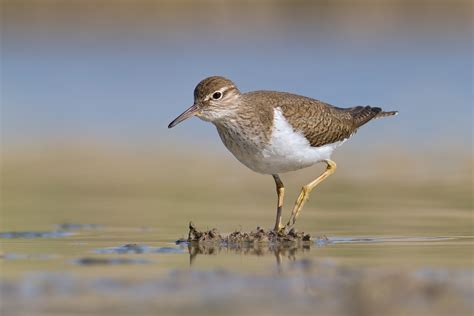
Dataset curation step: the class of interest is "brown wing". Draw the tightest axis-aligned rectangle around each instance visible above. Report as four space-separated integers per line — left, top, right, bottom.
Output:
242 91 396 148
277 94 384 147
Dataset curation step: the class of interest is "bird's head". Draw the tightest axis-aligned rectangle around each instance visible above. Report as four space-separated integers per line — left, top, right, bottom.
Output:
168 76 241 128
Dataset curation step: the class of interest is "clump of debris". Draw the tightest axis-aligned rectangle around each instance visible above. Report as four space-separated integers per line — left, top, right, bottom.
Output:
184 222 312 245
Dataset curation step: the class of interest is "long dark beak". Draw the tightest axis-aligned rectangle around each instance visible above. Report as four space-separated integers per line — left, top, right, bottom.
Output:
168 104 199 128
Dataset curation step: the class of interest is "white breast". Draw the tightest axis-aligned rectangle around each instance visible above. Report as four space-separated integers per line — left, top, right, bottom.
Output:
256 107 345 174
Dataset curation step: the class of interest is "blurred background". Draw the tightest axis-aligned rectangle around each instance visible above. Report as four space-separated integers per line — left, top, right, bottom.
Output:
1 0 472 233
1 1 473 315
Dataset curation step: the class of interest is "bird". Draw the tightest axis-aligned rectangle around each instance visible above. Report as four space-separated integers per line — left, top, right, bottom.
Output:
168 76 397 232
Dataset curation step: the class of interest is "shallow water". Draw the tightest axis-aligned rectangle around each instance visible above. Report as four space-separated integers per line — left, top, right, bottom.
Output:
1 225 471 271
2 168 472 315
1 223 472 316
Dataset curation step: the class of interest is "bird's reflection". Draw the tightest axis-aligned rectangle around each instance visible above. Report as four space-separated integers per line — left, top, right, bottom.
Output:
186 241 313 269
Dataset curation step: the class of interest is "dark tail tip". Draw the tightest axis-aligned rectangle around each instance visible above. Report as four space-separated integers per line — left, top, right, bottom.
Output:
376 110 399 119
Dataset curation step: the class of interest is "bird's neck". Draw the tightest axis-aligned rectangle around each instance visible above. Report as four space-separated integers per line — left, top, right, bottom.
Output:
213 102 273 148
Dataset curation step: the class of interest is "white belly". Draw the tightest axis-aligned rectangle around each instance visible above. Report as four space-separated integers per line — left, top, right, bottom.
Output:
257 108 344 174
217 108 346 175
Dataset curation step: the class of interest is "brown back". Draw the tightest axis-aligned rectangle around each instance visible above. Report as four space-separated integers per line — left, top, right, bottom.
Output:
243 91 396 147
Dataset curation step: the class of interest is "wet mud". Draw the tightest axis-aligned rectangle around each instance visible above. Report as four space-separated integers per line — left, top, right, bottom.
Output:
180 222 333 265
185 222 314 244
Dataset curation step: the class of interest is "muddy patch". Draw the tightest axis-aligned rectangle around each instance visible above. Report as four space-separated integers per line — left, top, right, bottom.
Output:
180 222 329 264
184 222 314 245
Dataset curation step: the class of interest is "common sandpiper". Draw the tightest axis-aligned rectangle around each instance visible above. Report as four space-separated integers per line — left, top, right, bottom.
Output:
168 76 397 232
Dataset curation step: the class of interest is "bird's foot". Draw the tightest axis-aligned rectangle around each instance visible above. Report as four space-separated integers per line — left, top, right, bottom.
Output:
273 223 285 234
283 223 296 235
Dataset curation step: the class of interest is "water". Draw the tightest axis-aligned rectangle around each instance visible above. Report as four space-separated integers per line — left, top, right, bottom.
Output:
1 225 472 315
2 225 471 272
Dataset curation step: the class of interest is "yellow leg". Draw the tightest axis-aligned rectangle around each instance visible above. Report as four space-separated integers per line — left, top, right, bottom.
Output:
285 160 337 231
272 174 285 231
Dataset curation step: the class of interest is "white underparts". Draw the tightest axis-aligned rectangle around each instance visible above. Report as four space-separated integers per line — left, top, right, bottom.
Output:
216 107 346 175
257 107 345 174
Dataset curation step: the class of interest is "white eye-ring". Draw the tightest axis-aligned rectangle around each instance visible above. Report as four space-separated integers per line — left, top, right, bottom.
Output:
211 91 222 100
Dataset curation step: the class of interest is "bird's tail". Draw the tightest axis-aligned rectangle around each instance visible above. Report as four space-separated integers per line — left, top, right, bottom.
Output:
348 106 398 128
374 110 398 119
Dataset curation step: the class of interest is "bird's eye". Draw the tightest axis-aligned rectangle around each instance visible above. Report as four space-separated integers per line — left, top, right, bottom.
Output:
212 92 222 100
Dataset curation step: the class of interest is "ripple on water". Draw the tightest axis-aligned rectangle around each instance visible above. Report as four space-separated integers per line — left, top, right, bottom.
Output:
55 223 103 230
72 257 153 266
0 231 75 239
0 253 59 261
94 244 186 254
327 236 455 244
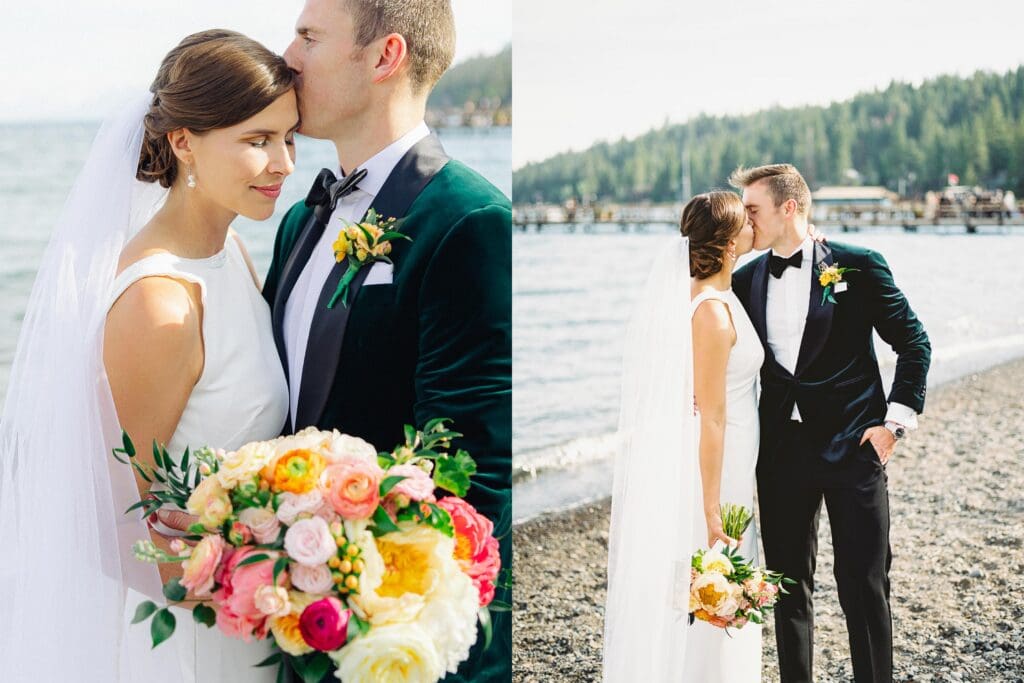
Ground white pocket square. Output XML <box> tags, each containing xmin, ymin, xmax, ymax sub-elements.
<box><xmin>363</xmin><ymin>261</ymin><xmax>394</xmax><ymax>286</ymax></box>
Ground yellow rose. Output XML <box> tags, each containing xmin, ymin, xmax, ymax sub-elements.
<box><xmin>356</xmin><ymin>248</ymin><xmax>368</xmax><ymax>262</ymax></box>
<box><xmin>333</xmin><ymin>233</ymin><xmax>350</xmax><ymax>258</ymax></box>
<box><xmin>186</xmin><ymin>476</ymin><xmax>232</xmax><ymax>530</ymax></box>
<box><xmin>350</xmin><ymin>524</ymin><xmax>479</xmax><ymax>673</ymax></box>
<box><xmin>692</xmin><ymin>572</ymin><xmax>741</xmax><ymax>617</ymax></box>
<box><xmin>330</xmin><ymin>623</ymin><xmax>443</xmax><ymax>683</ymax></box>
<box><xmin>217</xmin><ymin>440</ymin><xmax>274</xmax><ymax>489</ymax></box>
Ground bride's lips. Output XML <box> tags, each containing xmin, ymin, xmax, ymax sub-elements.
+ + +
- [WHAT IS NEEDED]: Nothing but an exact transcription of the material, without pictures, should be returned.

- [FINISHED EXERCISE]:
Dataset curation step: the class of interest is "brown wing". Draw the tightest axis-aligned rectangle around each instance visible above. Report as four space-separated integers per line — left, top, right, bottom.
Output:
242 91 396 148
277 94 384 147
Dataset curation step: the class of interest is "bird's head". Draw the tightest axis-aligned rectangle around each instance visible above. Report as four space-separated integers per line — left, top, right, bottom.
Output:
168 76 241 128
Dataset curation step: the class of interest is "clump of debris". Draw the tightest axis-aligned rectangle around each instance visible above. Report as four space-separated integers per line — left, top, right, bottom.
Output:
184 222 312 245
Dataset curation step: the class of interest is "long dark beak". Draw the tightest axis-aligned rectangle around each instance visible above. Report as four space-separated integers per line — left, top, right, bottom.
Output:
168 104 199 128
Dataset curation step: the class of interest is "white breast". Draw the tightest axis-aligned rectangle around each instance visible above. Report as four space-separated integers per line — left, top, right, bottom.
Output:
256 107 345 174
Dataset curation step: the class of interest is "blurred background". Draw the tightest axis-aligned rectangle around each instance visible above. Report as four space-separated integers per line — left, top, right, bottom.
Output:
1 0 472 233
1 1 473 315
Dataset curation step: the class of interest is "bird". Draw the tightest axis-aligned rectangle around each instance visible above. Report as four space-separated integers per line — left, top, right, bottom.
Output:
168 76 397 232
Dataset curation step: the class of interest is "shallow water". Draw the tightest axis-aligned rectangle around each instance visible above. Report as four space-separated integers per line — left, top, right, bottom.
Output:
1 225 471 271
2 168 472 315
1 223 472 316
Dataset curation step: the class of interest is "bird's reflection". Draw the tightest axis-aligned rectangle around each instance visible above. Report as four space-separated integers per line — left, top, right, bottom.
Output:
186 241 313 269
Dataset curation step: the class of interest is "dark tail tip". Draw the tightest axis-aligned rectangle around each instance visible above. Report as four space-separated integers per line — left, top, right, bottom.
Output:
376 110 399 119
Dataset curation step: the class of interest is "bird's neck". Draw the tightest axis-aligned rectangle around each instance visible above. Report as four space-separated integers per line — left, top, right, bottom.
Output:
213 102 273 148
Dataset curation step: the class of interest is "white belly". Draw the tightest axis-aligned rectangle around each instance visible above. Report as four space-separated integers per line — left, top, right, bottom.
Output:
257 108 344 174
217 108 346 175
Dataset curation step: the class of interest is "brown back". Draw the tightest axis-aligned rectangle around each instance visible above. Report as four space-separated integers per line — left, top, right, bottom.
Output:
243 91 396 147
Dataset curation step: the class of interest is "wet mud". Draw the tightest axis-aligned rectangle around each instance visible above. Report as four space-separated integers per line — left, top, right, bottom.
Output:
180 222 333 265
185 222 314 244
Dataset curation step: the class of interest is "muddy patch". Draw the tightest axis-aligned rectangle around each instance visible above. Report as four space-separated integers per line — left, top, right, bottom.
Output:
180 222 329 264
184 222 314 245
Dataset curation step: the class of interest is "common sandpiper". Draw the tightest axis-aligned rectangle around each instance visible above. Report as four space-separated integers per line — left, top, right, bottom.
Output:
168 76 397 232
Dataset curation step: the class of interest is "bird's foot". Draw the tightest axis-aligned rectangle around each instance visible above. Report as four space-separated integers per line — left, top, right, bottom.
Output:
273 223 285 234
283 223 296 235
Dataset curation step: the class of interest is "water". Draw the tightest axis-aligned rectangle around each instance visible above. Report as four space-separated integers per line — left, top, right, bottom.
Output:
1 225 472 315
2 225 471 272
Dataset curation step: the class of interest is "yellow leg". Draw the tightest axis-aligned rectangle around each instance visible above. Report as four space-separated integers per line — left, top, right, bottom.
Output:
285 160 337 231
272 174 285 231
Dataset curation step: the class of interest is "white underparts". Draw the tightest axis-aligned rectangle around each instance visible above. Report as four space-separated integers per line — left, top, right, bottom.
Output:
216 107 346 175
257 107 345 174
Dataset curation step: the class of interest is "white eye-ring". Draw the tightest axis-aligned rectangle around each instance visible above. Report as four space-separated integers per line — left, top, right, bottom.
Output:
211 91 222 100
Dataset curation step: the class of interest is "bird's tail". Draw the tightest axis-aligned rectangle around each instance visible above. Report as four space-separated integers per line — left, top, right, bottom.
Output:
348 106 398 128
374 110 398 119
Dataset curation step: the class of interest is "bird's eye". Draw the tightest axis-aligned rectangle around each instance visible above. Report as four space-separated integers per line — left, top, right, bottom.
Output:
212 92 222 100
Dataset curation step: the class of interest is "ripple on water". Draw the tightest axis-aligned rectangle around each instance visible above. Report as four space-separated integers per line — left, top, right, bottom.
Output:
55 223 103 230
72 257 153 266
0 231 75 239
0 253 59 261
94 244 186 254
327 236 455 244
Ground white pocket square. Output XML <box> tags, each containing xmin, ymin, xmax, ymax sub-elements.
<box><xmin>363</xmin><ymin>261</ymin><xmax>394</xmax><ymax>286</ymax></box>
Ground yellow rose. Output XML <box> tags, each containing xmin, ymin, xmax, ymax sub-elements.
<box><xmin>356</xmin><ymin>248</ymin><xmax>368</xmax><ymax>262</ymax></box>
<box><xmin>333</xmin><ymin>233</ymin><xmax>350</xmax><ymax>258</ymax></box>
<box><xmin>186</xmin><ymin>476</ymin><xmax>232</xmax><ymax>530</ymax></box>
<box><xmin>350</xmin><ymin>524</ymin><xmax>479</xmax><ymax>673</ymax></box>
<box><xmin>692</xmin><ymin>572</ymin><xmax>741</xmax><ymax>617</ymax></box>
<box><xmin>330</xmin><ymin>623</ymin><xmax>443</xmax><ymax>683</ymax></box>
<box><xmin>217</xmin><ymin>440</ymin><xmax>274</xmax><ymax>489</ymax></box>
Ground bride's lips. Output XML <box> tags, each containing xmin, ymin, xmax, ymax sub-elements.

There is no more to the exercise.